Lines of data
= = = = = = =

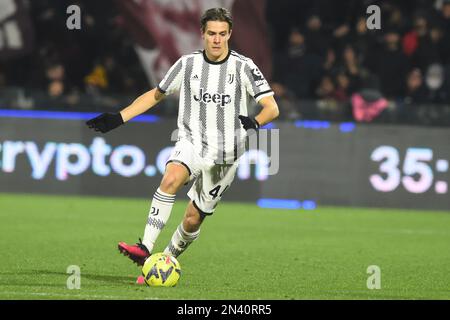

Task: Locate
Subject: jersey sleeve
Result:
[244,59,273,102]
[158,57,183,95]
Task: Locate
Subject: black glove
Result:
[86,112,123,133]
[238,115,259,130]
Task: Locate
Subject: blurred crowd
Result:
[269,0,450,121]
[0,0,450,121]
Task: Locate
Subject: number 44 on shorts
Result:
[209,184,229,200]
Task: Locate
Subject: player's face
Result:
[202,21,231,61]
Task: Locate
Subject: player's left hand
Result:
[238,115,259,130]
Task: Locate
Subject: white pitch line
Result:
[0,291,159,300]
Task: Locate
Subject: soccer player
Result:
[87,8,279,265]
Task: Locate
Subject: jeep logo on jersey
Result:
[252,68,266,87]
[194,88,231,107]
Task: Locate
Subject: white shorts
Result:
[166,139,239,215]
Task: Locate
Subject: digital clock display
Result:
[370,145,448,194]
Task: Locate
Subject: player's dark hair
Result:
[200,8,233,32]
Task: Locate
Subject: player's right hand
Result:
[86,112,124,133]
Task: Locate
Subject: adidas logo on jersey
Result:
[194,88,231,107]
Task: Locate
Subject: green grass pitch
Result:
[0,194,450,300]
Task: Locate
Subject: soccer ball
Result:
[142,252,181,287]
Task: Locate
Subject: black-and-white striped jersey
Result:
[158,50,273,163]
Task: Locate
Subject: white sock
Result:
[164,223,200,258]
[142,188,175,253]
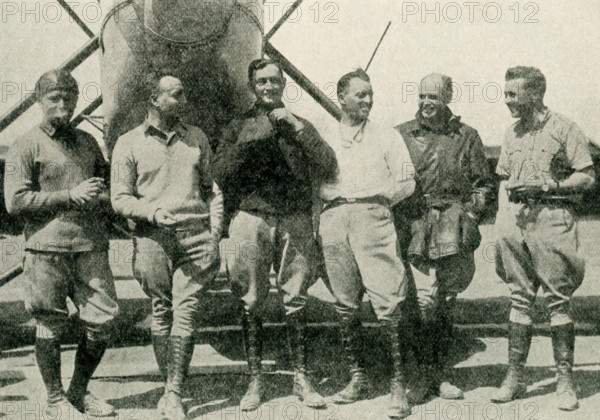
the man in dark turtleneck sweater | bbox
[395,73,491,402]
[213,59,337,411]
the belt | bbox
[323,195,390,211]
[508,197,574,207]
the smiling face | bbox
[504,78,540,118]
[39,89,77,128]
[338,77,373,124]
[419,75,450,119]
[250,64,285,108]
[151,76,187,117]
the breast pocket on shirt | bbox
[535,141,568,173]
[506,148,526,182]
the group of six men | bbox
[5,59,595,419]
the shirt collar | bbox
[531,107,550,131]
[142,118,187,144]
[338,118,369,147]
[40,121,77,140]
[416,107,460,133]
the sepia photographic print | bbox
[0,0,600,420]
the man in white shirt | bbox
[319,70,415,418]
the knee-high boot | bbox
[491,322,532,402]
[552,323,579,411]
[240,311,264,411]
[67,331,115,417]
[331,314,368,404]
[152,334,169,415]
[287,311,326,408]
[382,321,411,419]
[164,336,194,420]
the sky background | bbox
[0,0,600,151]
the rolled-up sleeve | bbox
[385,129,416,206]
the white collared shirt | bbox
[319,120,415,205]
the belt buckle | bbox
[423,194,432,208]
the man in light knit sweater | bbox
[111,74,223,419]
[319,70,415,418]
[4,70,118,419]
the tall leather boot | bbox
[491,322,532,403]
[35,337,79,418]
[408,322,440,404]
[330,314,368,404]
[240,311,264,411]
[35,337,64,404]
[382,321,411,419]
[432,306,464,400]
[164,336,194,420]
[67,332,115,417]
[286,313,327,408]
[552,323,579,411]
[152,334,169,415]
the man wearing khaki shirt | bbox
[111,76,223,419]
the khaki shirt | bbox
[496,110,592,184]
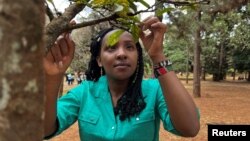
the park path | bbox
[50,81,250,141]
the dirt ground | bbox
[50,77,250,141]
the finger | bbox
[65,34,75,56]
[142,15,154,22]
[142,17,159,31]
[51,42,62,63]
[151,22,167,32]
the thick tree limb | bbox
[67,14,118,30]
[45,3,86,52]
[209,0,250,15]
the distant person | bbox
[44,17,200,141]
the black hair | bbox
[86,28,146,121]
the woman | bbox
[44,17,200,141]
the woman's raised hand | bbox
[140,16,167,62]
[43,33,75,76]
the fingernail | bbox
[58,61,63,68]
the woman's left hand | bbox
[140,16,167,62]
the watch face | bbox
[167,60,172,65]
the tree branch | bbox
[45,3,86,52]
[208,0,250,15]
[159,0,210,6]
[67,14,118,30]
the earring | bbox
[132,61,139,83]
[100,67,103,76]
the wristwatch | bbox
[154,60,173,78]
[154,60,172,68]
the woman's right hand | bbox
[43,33,75,76]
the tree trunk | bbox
[186,46,189,84]
[155,0,163,21]
[218,42,224,80]
[247,71,250,81]
[0,0,44,141]
[201,67,206,81]
[193,10,201,97]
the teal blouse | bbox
[52,76,182,141]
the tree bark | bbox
[193,9,201,97]
[0,0,44,141]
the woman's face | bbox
[97,30,138,80]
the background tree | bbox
[0,0,45,141]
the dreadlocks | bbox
[86,28,146,121]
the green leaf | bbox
[114,4,124,12]
[107,29,124,47]
[47,0,53,3]
[156,7,174,16]
[138,0,150,8]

= = = = = = =

Turn the lines of the entries above into a numbered list, from the line with "the finger | bbox" through the last line, and leave out any blank lines.

1. the finger | bbox
2. [65,34,75,56]
3. [142,15,154,22]
4. [142,17,159,31]
5. [51,42,62,63]
6. [151,22,167,32]
7. the thick tree limb | bbox
8. [67,14,118,30]
9. [45,3,86,52]
10. [209,0,250,15]
11. the distant person | bbox
12. [44,17,200,141]
13. the black hair | bbox
14. [86,28,146,121]
15. the woman | bbox
16. [44,17,200,141]
17. the woman's raised hand | bbox
18. [140,16,167,62]
19. [43,33,75,76]
20. the fingernail | bbox
21. [58,61,63,68]
22. the woman's left hand | bbox
23. [140,16,167,62]
24. the watch face | bbox
25. [167,60,172,65]
26. the tree branch | bbox
27. [45,3,86,52]
28. [208,0,250,15]
29. [159,0,210,6]
30. [67,14,118,30]
31. the earring | bbox
32. [132,61,139,83]
33. [100,67,103,76]
34. the wristwatch | bbox
35. [154,60,173,78]
36. [154,60,172,68]
37. the woman's right hand | bbox
38. [43,33,75,76]
39. the tree trunk | bbox
40. [186,46,189,84]
41. [155,0,163,21]
42. [218,42,224,80]
43. [247,71,250,81]
44. [0,0,44,141]
45. [201,67,206,81]
46. [193,10,201,97]
47. the teal blouse | bbox
48. [52,76,182,141]
49. the tree bark | bbox
50. [193,9,201,97]
51. [0,0,44,141]
52. the woman's face | bbox
53. [97,30,138,80]
54. the background tree | bbox
55. [0,0,45,141]
56. the dreadlocks | bbox
57. [86,28,146,121]
58. the green leaf | bbox
59. [114,4,124,12]
60. [107,29,124,47]
61. [47,0,53,3]
62. [156,7,174,16]
63. [138,0,150,8]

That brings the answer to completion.